Start GIVEN ENTRIES

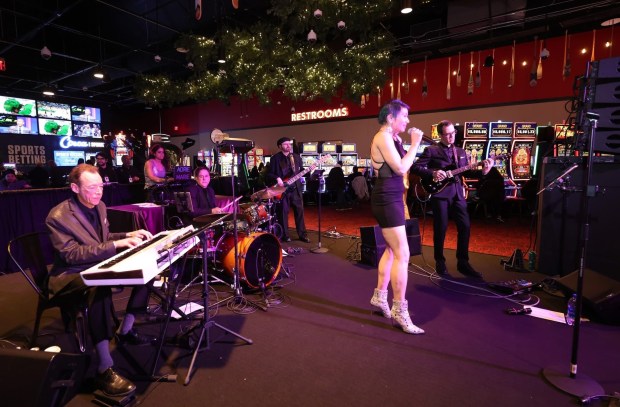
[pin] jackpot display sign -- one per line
(476, 130)
(501, 129)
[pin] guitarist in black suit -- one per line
(283, 165)
(435, 163)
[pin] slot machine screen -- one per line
(496, 148)
(308, 160)
(521, 160)
(475, 150)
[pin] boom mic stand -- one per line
(206, 322)
(582, 385)
(319, 249)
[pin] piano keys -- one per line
(140, 264)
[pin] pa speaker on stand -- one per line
(39, 379)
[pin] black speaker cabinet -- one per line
(601, 295)
(560, 218)
(39, 379)
(373, 244)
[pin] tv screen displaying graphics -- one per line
(18, 124)
(53, 110)
(86, 114)
(87, 130)
(66, 158)
(53, 127)
(19, 106)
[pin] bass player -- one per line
(283, 165)
(436, 163)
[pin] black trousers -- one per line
(101, 320)
(291, 199)
(443, 209)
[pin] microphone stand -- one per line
(319, 249)
(206, 322)
(579, 386)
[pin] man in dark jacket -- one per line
(284, 165)
(436, 164)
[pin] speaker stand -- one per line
(582, 385)
(319, 249)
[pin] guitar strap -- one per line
(292, 159)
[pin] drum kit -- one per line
(258, 249)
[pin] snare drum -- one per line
(255, 213)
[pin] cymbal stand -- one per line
(237, 299)
(206, 322)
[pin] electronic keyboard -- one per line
(140, 264)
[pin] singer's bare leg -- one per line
(394, 262)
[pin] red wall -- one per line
(202, 118)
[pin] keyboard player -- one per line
(80, 235)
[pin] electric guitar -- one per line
(434, 186)
(289, 183)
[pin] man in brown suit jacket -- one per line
(80, 234)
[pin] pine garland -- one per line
(275, 56)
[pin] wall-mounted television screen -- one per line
(18, 124)
(87, 130)
(66, 158)
(53, 110)
(54, 127)
(86, 114)
(23, 107)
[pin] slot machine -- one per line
(309, 153)
(475, 141)
(331, 149)
(206, 156)
(564, 136)
(252, 159)
(348, 156)
(500, 142)
(522, 154)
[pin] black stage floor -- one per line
(322, 345)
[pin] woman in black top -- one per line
(391, 163)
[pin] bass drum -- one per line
(260, 257)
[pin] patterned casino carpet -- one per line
(488, 236)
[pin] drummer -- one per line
(203, 196)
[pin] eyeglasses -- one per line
(93, 188)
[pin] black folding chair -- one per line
(32, 253)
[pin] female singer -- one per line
(155, 169)
(391, 163)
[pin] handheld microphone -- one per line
(519, 311)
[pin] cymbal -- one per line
(268, 193)
(211, 219)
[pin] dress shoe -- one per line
(113, 384)
(441, 269)
(134, 338)
(467, 270)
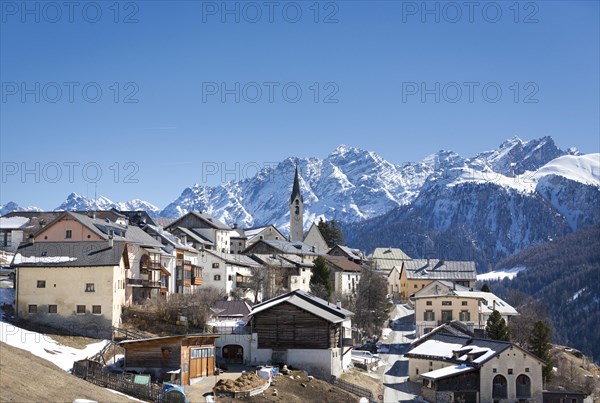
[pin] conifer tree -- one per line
(320, 281)
(496, 328)
(539, 344)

End GIVEN ENTRIES

All lines from the one holding "[pin] slot machine -- one per line" through the last line of the entries, and nothing else, are to be output exactly; leave out the pictures.

| PROBLEM SOLUTION |
[pin] slot machine -- one per line
(309, 153)
(475, 141)
(331, 149)
(206, 156)
(564, 136)
(252, 159)
(348, 156)
(500, 142)
(522, 154)
[pin] black stage floor -- one per line
(322, 345)
[pin] woman in black top -- one per line
(391, 163)
[pin] bass drum -- one per line
(260, 257)
[pin] patterned casino carpet -- one per line
(488, 236)
[pin] drummer -- one per line
(203, 196)
[pin] eyeglasses -- one per line
(93, 188)
[pin] black folding chair -- one per line
(32, 253)
[pin] female singer -- one per line
(155, 169)
(391, 163)
[pin] handheld microphone -- one per line
(519, 311)
[pin] cymbal -- one per line
(268, 193)
(211, 219)
[pin] dress shoe -- one per line
(113, 384)
(441, 269)
(134, 338)
(467, 270)
[pin] conifer tree -- one per line
(320, 281)
(496, 328)
(539, 344)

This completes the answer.